### TEXTO DE ESTUDO
Vídeos que circularam no Instagram, posteriormente repercutidos por blogs sem qualquer verificação dos fatos, alegam de forma enganosa que os estudos realizados já garantiram a inclusão e proteção das populações afetadas, em conformidade com a Convenção 169 da Organização Internacional do Trabalho (OIT). Em outros vídeos, foi apontado, de maneira igualmente falaciosa, que os indígenas seriam beneficiados pela rodovia, uma afirmação refutada por todos os estudos científicos e pelas próprias lideranças indígenas.

Um estudo científico publicado no periódico Journal of Racial and Ethnic Health Disparities demonstrou que comunidades tradicionais, incluindo indígenas, foram excluídas das audiências públicas realizadas no âmbito dos estudos ambientais da rodovia BR-319 promovidos pelo IBAMA, comprometendo a legitimidade do estudo do componente indígena e anulando sua validade.

Além disso, a Convenção 169 da OIT distingue claramente o estudo de componente indígena da consulta prévia, enfatizando suas funções e objetivos distintos. O estudo de componente indígena é uma análise técnica que busca identificar e avaliar os impactos de projetos ou políticas sobre comunidades indígenas, fornecendo subsídios para mitigar danos e respeitar os direitos territoriais e culturais desses povos.

Por outro lado, a consulta prévia é um processo político e jurídico, fundamentado no direito à autodeterminação, que exige diálogo direto e de boa-fé com os povos indígenas, com o objetivo de obter seu consentimento ou alcançar um acordo antes da implementação de medidas que os afetem.

Enquanto o estudo de componente indígena é uma ferramenta de diagnóstico, a consulta prévia constitui um direito fundamental que garante a participação ativa e informada das comunidades indígenas nas decisões que impactam suas vidas. Nesse sentido, é essencial exigir o cumprimento do direito de consulta dos povos indígenas afetados pela rodovia BR-319, garantindo-lhes o direito de rejeitar o empreendimento.

A rodovia BR-319 é considerada o empreendimento de maior impacto ambiental e social no mundo, com diversos e graves efeitos negativos sobre o meio ambiente e as populações locais. No dia 10 de julho deste ano, participei de uma reunião promovida pelo Centro Gestor e Operacional do Sistema de Proteção da Amazônia (CENSIPAM), em Brasília, que contou com a presença de representantes da Fundação Nacional dos Povos Indígenas (FUNAI) e do Instituto Brasileiro do Meio Ambiente e dos Recursos Naturais Renováveis (IBAMA).

### MATERIAL DE ESTUDO
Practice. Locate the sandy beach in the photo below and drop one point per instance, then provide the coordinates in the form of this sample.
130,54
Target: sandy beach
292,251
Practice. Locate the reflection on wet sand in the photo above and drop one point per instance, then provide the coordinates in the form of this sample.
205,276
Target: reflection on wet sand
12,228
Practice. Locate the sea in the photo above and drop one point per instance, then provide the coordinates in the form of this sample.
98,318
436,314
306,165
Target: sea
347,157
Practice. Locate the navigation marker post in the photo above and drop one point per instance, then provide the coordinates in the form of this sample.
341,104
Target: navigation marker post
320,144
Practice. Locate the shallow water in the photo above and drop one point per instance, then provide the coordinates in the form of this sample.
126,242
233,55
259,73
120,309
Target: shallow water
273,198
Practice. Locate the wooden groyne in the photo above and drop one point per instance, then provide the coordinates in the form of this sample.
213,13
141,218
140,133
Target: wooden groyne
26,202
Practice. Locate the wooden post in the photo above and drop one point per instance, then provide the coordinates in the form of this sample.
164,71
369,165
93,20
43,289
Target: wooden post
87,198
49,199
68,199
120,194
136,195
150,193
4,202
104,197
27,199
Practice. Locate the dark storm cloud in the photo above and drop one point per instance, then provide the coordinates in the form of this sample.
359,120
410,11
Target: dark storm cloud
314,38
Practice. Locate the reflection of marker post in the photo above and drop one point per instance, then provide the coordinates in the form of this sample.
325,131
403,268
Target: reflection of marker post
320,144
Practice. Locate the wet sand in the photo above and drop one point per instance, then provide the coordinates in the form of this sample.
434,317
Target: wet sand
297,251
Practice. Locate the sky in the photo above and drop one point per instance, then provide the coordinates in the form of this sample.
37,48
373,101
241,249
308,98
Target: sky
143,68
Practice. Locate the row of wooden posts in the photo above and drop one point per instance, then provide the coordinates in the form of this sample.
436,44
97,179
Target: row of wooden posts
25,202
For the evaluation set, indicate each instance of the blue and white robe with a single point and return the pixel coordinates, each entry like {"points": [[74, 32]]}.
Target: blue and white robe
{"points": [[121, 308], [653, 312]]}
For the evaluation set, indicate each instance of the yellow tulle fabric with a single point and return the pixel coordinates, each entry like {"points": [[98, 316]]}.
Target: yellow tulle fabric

### TAREFA A CUMPRIR
Com base no texto sobre a BR-319, responda:
1. Em qual periódico foi publicado o estudo que mostrou a exclusão de comunidades tradicionais das audiências públicas?
2. Como o texto define a consulta prévia quanto ao tipo de processo?
3. Em que data ocorreu a reunião promovida pelo CENSIPAM em Brasília?
Baseie-se apenas no texto sobre a BR-319, sem recorrer às entradas.

### RESOLUÇÃO DA TAREFA
1. Journal of Racial and Ethnic Health Disparities.
2. Um processo político e jurídico, fundamentado no direito à autodeterminação.
3. No dia 10 de julho.